■ Document section ■

+++++

Now that is a good suggestion. I hope he has good skills with the Squadron Putty too.


----------



## mb1k (May 6, 2002)

goose814 said:


> You know, if I had been the one with enough money to buy the Refit, then I would probably have enough money to hire Paul Olsen to paint her up again like she was originally. Now that would be cool.


That would be truly a dignified and honorable resting state for her -at her best.


----------



## Captain April (May 1, 2004)

That'd be a tough call for me, mainly because I'd be afraid it'd wind up more screwed up that it already is.

I'd probably just get the decals fixed, patch up the few cracks (it's in surprisingly good shape for a thirty year old model), make sure the lights work, and promptly put it on indefinite loan to the Wings Over The Rockies Museum at what's left of Lowry AFB. It'd have a place of honor right next to the full-size X-Wing.

Then again, if I had that kind of money, I'd track down the Galileo and drag _that_ back here and set it up at Lowry.

And maybe make some fiberglass molds so I can start selling full-size replicas.


----------



## vaderknight (Nov 8, 2005)

Nova Designs said:


> I will now commence my uber CG build of the 1701-D. These pics were all I needed. Now my 1701 and Refit will have a companion!


I'm ready to do a cg build-up of the 1701-D as well, but I'm scared I'll mess it up.  



mb1k said:


> The ERTL model was item #999, $15,000 -20,000 estimated.


That much for a professionally-built ERTL kit?!?!?!?

WHOA!!!!!!!

It seems like any novice builder (or a poor-quality builder like myself :tongue: ) can do a better job than the "Pros".


----------



## vaderknight (Nov 8, 2005)

I wish I could do something as good as this.

http://www.youtube.com/watch?v=tq0wVRuUFLk

The effects are good, but I don't know about the sound FX. I don't really care for them.


----------



## spacecraft guy (Aug 16, 2003)

Anyone know if Paramount had the good sense to laser scan the models before they were auctioned off?


----------



## mb1k (May 6, 2002)

vaderknight said:


> I wish I could do something as good as this.
> 
> http://www.youtube.com/watch?v=tq0wVRuUFLk
> 
> The effects are good, but I don't know about the sound FX. I don't really care for them.


Fantastic product. I've always thought I _knew_ what the relative size of the ship was. Having spent *a lot* of time a sea on real ships I fully appreciate the size of our fictional Enterprise now and have the best perspective I've ever had on how truly big she is. Incredible.

+++++

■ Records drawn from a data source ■
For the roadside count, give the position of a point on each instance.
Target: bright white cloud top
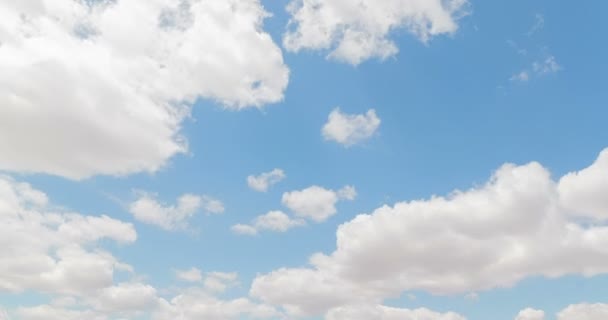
(350, 129)
(316, 203)
(276, 221)
(133, 116)
(148, 209)
(265, 180)
(354, 31)
(108, 83)
(495, 235)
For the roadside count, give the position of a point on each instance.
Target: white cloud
(350, 129)
(46, 249)
(265, 180)
(218, 282)
(530, 314)
(353, 32)
(273, 221)
(584, 311)
(347, 193)
(196, 304)
(147, 209)
(379, 312)
(108, 83)
(494, 235)
(244, 229)
(584, 192)
(316, 203)
(190, 275)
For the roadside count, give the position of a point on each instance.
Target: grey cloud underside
(93, 88)
(520, 224)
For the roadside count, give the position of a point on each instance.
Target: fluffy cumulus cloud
(350, 129)
(539, 68)
(493, 235)
(530, 314)
(582, 311)
(190, 275)
(276, 221)
(265, 180)
(387, 313)
(354, 31)
(316, 203)
(101, 87)
(49, 250)
(148, 209)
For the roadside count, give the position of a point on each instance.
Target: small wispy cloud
(539, 24)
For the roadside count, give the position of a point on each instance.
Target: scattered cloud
(276, 221)
(49, 250)
(190, 275)
(262, 182)
(350, 129)
(108, 83)
(490, 236)
(548, 65)
(539, 24)
(583, 311)
(244, 229)
(195, 304)
(316, 203)
(148, 209)
(583, 193)
(539, 68)
(353, 32)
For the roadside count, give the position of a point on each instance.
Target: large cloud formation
(354, 31)
(521, 223)
(101, 87)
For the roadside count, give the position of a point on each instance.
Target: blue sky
(502, 101)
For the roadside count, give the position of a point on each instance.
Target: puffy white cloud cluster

+++++

Could you update the forum thread's passage starting at "Then again, if" and ending at "selling full-size replicas.", with "fiberglass" changed to "resin"? Rely on the forum thread alone.

Then again, if I had that kind of money, I'd track down the Galileo and drag _that_ back here and set it up at Lowry.

And maybe make some resin molds so I can start selling full-size replicas.